» **Zu lösende Aufgaben**:
1 – Schreibe den Text über Zürichs Religionskriege von "Tatsächlich stehen der" bis "symbolischen Zusammenhalt boten." neu und setze dabei "Allianzen" an die Stelle von "Bündnisse".
2 – Wen verbrannten die Schwyzer laut dem Text über Zürichs Religionskriege im Mai 1529 als Ketzer?
3 – Führe den Text über Zürichs Religionskriege und den Putsch nach seinem letzten Satz weiter.

» **Vorgegebener Text**:
☆ ☆ ☆ ☆
Religionskriege und ein Putsch
Während gemeinhin die Dada-Bewegung, der Aufenthalt Lenins oder vielleicht noch der von James Joyce, Thomas Mann oder Tina Turner als historische Ereignisse Zürichs von Rang gewertet werden, vergisst man gerne zwei Begebenheiten, die mindestens so nachdrücklich ihre Spur auf der weltgeschichtlichen Bühne hinterlassen haben, dazu aber nicht Zugereiste als Akteure zeigen, sondern die Zürcher selbst: Zum Einen verdankt die Welt nach der Christenverfolgung, der islamischen Expansion, den Kreuzzügen und den Hussitenkriegen Zürich den ersten Konfessionskrieg der modernen Neuzeit, die Kappeler-Kriege 1529 und 1531, zum anderen das schöne Wort Putsch, das mit dem sogenannten Zürich-Putsch 300 Jahre später geprägt werden sollte und über die Tagespresse in alle Weltsprachen einging.
Tatsächlich stehen der erste Konfessionskrieg der Moderne und der Begriff Putsch in einem klandestinen Zusammenhang. In beiden militärischen Auseinandersetzungen entzündeten sich die Gegensätze von Stadt und Land, von Tradition und Moderne, bewährten sich oder versagten neue und alte Gemeinschaften und Bündnisse, wobei religiöse Bekenntnisse, Zeichen und Rituale Motivationen und symbolischen Zusammenhalt boten.
Brot und Milch
Mit der Reformation in den Eidgenössischen Orten setzten sich kurz nach 1500 tendenziell bürgerliche Gemeinschaften gegen feudale Herrschaftsausübung durch. Die Spannungen zwischen den offen reformatorischen Städten und den katholischen Orten entluden sich im Ersten Kappeler Krieg 1529, der diese Bezeichnung nicht ganz zu Recht trägt, denn bei jener Auseinandersetzung kam es zu keinen direkten Kampfhandlungen. 1529 ging auf Betreiben Huldrych Zwinglis die Stadt Zürich mit dem protestantischen Bistum Konstanz einen Bund ein, der in erster Linie als kalkulierter Affront gegen Österreich und das Haus Habsburg und in zweiter Linie gegen die katholischen Orte Luzern, Uri, Schwyz, Unterwalden und Zug gewertet werden musste, die sich nun ihrerseits gegen die reformierten Städte verbündeten. Zwinglis Kalkül bestand darin, durch einen präventiven Waffengang den Gegner zu neutralisieren. Den Zürchern fehlte dazu nur noch ein Kriegsgrund. Den lieferten im Mai 1529 die Schwyzer. Sie verbrannten den reformierten Pfarrer Jakob Kaiser als Ketzer, nachdem die Zürcher ein Jahr zuvor einen katholischen Feldweibel hatten hinrichten lassen.
☆ ☆ ☆ ☆
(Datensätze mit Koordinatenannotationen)

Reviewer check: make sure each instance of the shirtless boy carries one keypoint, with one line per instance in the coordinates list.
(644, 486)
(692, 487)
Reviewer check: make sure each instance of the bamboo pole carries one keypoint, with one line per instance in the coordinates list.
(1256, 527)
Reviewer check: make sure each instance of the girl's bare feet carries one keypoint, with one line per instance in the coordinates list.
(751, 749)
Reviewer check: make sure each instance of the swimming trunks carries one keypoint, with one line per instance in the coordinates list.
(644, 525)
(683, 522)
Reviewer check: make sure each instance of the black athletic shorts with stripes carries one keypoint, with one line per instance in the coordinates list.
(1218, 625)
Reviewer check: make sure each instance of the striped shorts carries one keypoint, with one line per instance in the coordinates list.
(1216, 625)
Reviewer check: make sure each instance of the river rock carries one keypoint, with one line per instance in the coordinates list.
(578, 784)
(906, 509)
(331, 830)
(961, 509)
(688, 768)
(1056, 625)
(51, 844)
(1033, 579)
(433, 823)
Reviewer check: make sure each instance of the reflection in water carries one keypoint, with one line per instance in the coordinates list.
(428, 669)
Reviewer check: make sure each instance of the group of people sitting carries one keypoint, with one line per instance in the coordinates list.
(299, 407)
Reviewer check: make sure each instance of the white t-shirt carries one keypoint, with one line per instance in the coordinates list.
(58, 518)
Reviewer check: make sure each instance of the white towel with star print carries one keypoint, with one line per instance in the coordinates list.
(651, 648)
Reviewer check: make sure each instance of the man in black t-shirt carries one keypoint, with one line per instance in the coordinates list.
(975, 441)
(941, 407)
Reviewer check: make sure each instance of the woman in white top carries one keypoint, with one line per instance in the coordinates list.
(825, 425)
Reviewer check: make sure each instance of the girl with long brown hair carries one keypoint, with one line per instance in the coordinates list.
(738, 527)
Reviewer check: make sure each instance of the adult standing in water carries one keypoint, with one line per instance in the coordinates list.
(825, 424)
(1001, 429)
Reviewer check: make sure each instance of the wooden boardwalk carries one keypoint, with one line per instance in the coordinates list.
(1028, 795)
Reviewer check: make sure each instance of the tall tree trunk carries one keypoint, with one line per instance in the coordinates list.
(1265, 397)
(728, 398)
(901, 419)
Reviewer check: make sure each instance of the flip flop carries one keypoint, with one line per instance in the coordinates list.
☆ ☆ ☆ ☆
» **Lösungen der Aufgaben**:
1 –
Tatsächlich stehen der erste Konfessionskrieg der Moderne und der Begriff Putsch in einem klandestinen Zusammenhang. In beiden militärischen Auseinandersetzungen entzündeten sich die Gegensätze von Stadt und Land, von Tradition und Moderne, bewährten sich oder versagten neue und alte Gemeinschaften und Allianzen, wobei religiöse Bekenntnisse, Zeichen und Rituale Motivationen und symbolischen Zusammenhalt boten.

2 – Den reformierten Pfarrer Jakob Kaiser.

3 –
Anfang Juni machten Zürcher und Berner gegen die altgläubigen Orte mobil. Sie zogen mit annähernd 12.000 Mann über den Höhenzug des Albis auf die Hochebene beim Kloster Kappel, wo sie 9.000 Katholiken gegenüberstanden, wobei neutrale Innerschweizer Orte bereits Vermittlungsdiplomatie betrieben. Sie verhinderten eine blutige Auseinandersetzung, die bei der damaligen Kriegsführung hunderte Tote, grauenvoll Verstümmelte und psychische Wracks bedeutet hätte. Kampflos wurde am 26. Juni 1529 der erste Kappeler Landfriede geschlossen, der Friede, der, wie es die Fama will, durch ein eucharistisches Versöhnungsessen von Brot und Milch, die Kappeler Milchsuppe, besiegelt wird.
Die Vereinbarungen sind bis heute vorbildlich: Jede Gemeinde durfte autonom durch Mehrheitsbeschluss den alten oder neuen Glauben annehmen. Und ebenso wie die Reformation in der Eidgenossenschaft durch die fünf katholischen Orte formell anerkannt wurde erhielten diese im Gegenzug ihren Glauben garantiert. Somit wurde hier zum ersten Mal in der Geschichte das friedliche und gleichwertige Nebeneinander der zerstrittenen Konfessionen besiegelt.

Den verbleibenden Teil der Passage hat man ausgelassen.